- [YOUR GOAL]
All lines from the one that mentions "Task: put a single marker on each instance of the window" through the last of the entries below must be copied exactly, with both ends kept.

Referring expression pointing data
============
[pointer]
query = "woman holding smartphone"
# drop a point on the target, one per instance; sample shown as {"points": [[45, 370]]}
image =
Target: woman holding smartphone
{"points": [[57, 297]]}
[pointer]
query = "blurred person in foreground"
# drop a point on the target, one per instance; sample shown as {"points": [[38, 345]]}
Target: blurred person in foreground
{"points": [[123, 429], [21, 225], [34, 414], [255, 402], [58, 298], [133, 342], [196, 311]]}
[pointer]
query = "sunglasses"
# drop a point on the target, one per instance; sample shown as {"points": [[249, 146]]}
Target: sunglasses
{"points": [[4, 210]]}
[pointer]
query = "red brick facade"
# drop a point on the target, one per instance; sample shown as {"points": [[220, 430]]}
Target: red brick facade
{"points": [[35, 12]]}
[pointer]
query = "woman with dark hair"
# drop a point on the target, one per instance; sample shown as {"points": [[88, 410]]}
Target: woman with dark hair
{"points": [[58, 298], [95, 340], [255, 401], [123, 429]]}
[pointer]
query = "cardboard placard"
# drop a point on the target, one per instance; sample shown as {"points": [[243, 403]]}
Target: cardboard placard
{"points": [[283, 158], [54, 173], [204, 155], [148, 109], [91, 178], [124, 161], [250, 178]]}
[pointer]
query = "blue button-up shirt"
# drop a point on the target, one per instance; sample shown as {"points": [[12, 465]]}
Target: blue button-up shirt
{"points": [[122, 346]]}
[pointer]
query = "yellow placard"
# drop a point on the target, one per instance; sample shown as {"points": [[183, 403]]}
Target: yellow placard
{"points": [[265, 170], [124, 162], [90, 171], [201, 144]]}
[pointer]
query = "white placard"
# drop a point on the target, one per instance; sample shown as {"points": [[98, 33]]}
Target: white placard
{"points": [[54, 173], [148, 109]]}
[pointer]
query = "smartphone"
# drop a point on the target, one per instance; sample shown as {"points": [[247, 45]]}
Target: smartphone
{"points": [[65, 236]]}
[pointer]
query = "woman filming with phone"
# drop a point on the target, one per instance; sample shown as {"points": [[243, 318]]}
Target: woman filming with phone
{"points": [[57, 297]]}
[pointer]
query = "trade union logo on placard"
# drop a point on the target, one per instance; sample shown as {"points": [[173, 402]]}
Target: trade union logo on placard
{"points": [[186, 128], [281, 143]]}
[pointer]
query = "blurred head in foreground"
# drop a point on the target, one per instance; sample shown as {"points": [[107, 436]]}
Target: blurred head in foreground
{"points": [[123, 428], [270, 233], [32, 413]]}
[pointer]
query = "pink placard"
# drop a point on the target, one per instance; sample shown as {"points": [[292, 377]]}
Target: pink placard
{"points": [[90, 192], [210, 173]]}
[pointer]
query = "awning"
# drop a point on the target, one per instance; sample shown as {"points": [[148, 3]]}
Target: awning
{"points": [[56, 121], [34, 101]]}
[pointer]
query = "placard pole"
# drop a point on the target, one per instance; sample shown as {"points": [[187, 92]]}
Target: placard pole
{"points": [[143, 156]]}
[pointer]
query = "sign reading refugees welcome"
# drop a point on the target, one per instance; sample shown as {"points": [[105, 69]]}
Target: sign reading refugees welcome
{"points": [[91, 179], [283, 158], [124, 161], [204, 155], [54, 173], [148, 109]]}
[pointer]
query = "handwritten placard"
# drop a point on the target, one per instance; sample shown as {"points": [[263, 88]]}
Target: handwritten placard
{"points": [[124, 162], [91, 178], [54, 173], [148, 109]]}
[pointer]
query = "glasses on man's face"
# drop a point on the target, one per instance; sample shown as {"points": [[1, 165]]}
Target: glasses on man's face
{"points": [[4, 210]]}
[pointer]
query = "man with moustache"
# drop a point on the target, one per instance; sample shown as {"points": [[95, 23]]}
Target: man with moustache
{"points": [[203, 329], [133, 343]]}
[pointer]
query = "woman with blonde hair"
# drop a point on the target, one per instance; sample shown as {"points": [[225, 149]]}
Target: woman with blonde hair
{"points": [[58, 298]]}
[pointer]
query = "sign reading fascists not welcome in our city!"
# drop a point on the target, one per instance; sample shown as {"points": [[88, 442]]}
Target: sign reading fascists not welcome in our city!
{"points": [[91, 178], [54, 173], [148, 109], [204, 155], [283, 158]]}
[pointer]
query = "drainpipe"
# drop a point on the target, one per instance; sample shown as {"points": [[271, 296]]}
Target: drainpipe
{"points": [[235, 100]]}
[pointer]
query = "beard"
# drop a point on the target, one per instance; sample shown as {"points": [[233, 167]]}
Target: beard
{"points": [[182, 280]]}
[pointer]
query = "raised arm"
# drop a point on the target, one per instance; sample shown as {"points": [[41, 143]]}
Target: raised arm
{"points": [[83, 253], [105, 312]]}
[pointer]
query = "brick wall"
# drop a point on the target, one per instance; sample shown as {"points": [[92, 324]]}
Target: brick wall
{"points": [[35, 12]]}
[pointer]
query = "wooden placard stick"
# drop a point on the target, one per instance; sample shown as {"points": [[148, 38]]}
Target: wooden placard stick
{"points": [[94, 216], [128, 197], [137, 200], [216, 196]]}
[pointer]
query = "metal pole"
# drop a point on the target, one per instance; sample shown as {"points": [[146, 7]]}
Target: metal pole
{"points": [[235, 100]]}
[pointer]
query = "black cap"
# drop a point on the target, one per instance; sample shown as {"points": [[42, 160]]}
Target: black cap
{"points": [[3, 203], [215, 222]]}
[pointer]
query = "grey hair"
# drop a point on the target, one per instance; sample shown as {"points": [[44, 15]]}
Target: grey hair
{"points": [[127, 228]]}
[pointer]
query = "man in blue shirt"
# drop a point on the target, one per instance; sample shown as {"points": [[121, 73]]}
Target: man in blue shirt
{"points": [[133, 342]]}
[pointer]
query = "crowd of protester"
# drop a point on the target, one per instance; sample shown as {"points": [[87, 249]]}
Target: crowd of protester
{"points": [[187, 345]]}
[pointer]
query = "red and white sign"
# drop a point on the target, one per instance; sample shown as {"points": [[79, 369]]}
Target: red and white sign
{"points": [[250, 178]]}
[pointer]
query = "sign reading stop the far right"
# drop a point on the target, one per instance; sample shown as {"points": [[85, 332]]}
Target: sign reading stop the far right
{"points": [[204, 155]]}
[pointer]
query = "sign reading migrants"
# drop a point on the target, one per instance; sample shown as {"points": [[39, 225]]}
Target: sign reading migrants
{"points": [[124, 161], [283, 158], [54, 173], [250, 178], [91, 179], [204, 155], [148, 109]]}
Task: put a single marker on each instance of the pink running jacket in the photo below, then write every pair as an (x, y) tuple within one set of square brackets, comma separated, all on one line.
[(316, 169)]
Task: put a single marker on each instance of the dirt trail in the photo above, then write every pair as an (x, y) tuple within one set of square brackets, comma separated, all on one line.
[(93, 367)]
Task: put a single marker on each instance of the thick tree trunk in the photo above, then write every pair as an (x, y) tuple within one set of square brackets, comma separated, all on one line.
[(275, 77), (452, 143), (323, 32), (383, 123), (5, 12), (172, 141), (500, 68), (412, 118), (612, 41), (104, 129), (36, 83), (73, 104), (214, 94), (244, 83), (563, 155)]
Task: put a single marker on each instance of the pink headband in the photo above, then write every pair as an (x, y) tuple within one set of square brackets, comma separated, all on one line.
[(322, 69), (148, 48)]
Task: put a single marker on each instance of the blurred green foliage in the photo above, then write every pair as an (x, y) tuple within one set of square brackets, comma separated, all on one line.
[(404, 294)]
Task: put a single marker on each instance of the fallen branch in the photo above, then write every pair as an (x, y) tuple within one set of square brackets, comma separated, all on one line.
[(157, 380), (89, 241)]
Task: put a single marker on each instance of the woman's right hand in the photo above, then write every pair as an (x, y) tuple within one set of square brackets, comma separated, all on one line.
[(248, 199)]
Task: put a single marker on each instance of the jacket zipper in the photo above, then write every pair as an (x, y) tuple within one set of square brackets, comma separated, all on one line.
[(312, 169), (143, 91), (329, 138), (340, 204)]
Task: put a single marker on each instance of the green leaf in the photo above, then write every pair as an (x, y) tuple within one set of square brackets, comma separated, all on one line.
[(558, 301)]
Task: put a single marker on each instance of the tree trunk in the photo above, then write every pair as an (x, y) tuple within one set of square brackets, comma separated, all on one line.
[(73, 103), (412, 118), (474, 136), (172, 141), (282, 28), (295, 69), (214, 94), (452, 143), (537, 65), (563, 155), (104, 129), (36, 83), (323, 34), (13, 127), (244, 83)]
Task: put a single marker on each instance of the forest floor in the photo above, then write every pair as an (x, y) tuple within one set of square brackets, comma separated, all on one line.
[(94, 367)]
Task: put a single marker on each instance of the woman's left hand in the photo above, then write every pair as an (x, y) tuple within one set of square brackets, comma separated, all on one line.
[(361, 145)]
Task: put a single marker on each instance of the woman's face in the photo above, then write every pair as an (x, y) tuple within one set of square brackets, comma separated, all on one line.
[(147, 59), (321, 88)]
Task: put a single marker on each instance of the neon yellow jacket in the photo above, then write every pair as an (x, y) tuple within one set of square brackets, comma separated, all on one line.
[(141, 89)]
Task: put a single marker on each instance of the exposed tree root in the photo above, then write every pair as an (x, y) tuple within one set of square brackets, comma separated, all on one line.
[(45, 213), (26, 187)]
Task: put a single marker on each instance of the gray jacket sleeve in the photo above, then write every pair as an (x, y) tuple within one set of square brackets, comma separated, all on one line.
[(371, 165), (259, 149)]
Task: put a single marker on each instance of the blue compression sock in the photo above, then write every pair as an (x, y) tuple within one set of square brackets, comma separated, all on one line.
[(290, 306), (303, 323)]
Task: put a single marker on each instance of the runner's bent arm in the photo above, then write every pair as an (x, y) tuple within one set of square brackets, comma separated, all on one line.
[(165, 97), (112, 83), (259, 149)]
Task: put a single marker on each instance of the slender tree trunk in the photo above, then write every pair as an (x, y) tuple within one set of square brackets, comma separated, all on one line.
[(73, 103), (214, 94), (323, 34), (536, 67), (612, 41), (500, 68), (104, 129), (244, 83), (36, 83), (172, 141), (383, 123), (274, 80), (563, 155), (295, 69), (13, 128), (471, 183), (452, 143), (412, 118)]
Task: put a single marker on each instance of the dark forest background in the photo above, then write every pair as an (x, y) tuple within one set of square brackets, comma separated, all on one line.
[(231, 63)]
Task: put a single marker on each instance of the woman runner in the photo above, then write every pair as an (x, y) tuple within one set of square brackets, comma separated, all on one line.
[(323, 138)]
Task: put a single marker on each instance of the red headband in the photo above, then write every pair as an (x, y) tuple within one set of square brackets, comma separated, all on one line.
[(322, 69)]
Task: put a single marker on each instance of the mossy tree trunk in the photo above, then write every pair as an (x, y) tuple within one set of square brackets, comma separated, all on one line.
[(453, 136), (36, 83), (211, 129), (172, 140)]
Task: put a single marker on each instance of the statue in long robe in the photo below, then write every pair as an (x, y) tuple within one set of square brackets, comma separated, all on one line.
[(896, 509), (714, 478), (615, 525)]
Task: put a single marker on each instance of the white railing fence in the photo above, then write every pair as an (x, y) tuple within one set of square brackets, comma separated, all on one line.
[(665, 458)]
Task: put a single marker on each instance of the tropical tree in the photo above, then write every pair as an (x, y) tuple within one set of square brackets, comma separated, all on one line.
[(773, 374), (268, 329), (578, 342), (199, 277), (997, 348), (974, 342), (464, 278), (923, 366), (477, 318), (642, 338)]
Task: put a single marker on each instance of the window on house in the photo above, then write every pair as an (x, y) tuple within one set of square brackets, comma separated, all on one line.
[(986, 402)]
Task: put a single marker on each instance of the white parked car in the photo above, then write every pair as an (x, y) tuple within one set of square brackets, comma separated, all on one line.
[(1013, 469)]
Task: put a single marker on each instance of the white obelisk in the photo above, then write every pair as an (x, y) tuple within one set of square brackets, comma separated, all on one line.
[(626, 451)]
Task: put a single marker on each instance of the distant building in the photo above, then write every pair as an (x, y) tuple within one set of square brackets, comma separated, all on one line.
============
- [FINISHED EXERCISE]
Task: put a single marker on each instance of the window on house in the photo above, then write every pair as an (x, y) tuple within one set of square brackets, comma separated, all on one line.
[(986, 402)]
Task: put a single marker on each instance of the white parked car in the photo above, then write every pair as an (x, y) tuple within one set of square brackets, comma separated, all on one line.
[(1013, 469)]
Task: put a single marker on each instance of the white obelisk in the photo above, then write every pair as an (x, y) tuple within one set of square brackets, comma separated, all on one line.
[(626, 451)]
Task: put a single marker on each instance of the distant building in the photo above, then write every pair as an (x, y) tuple within one set of square brackets, comma separated, all on one line.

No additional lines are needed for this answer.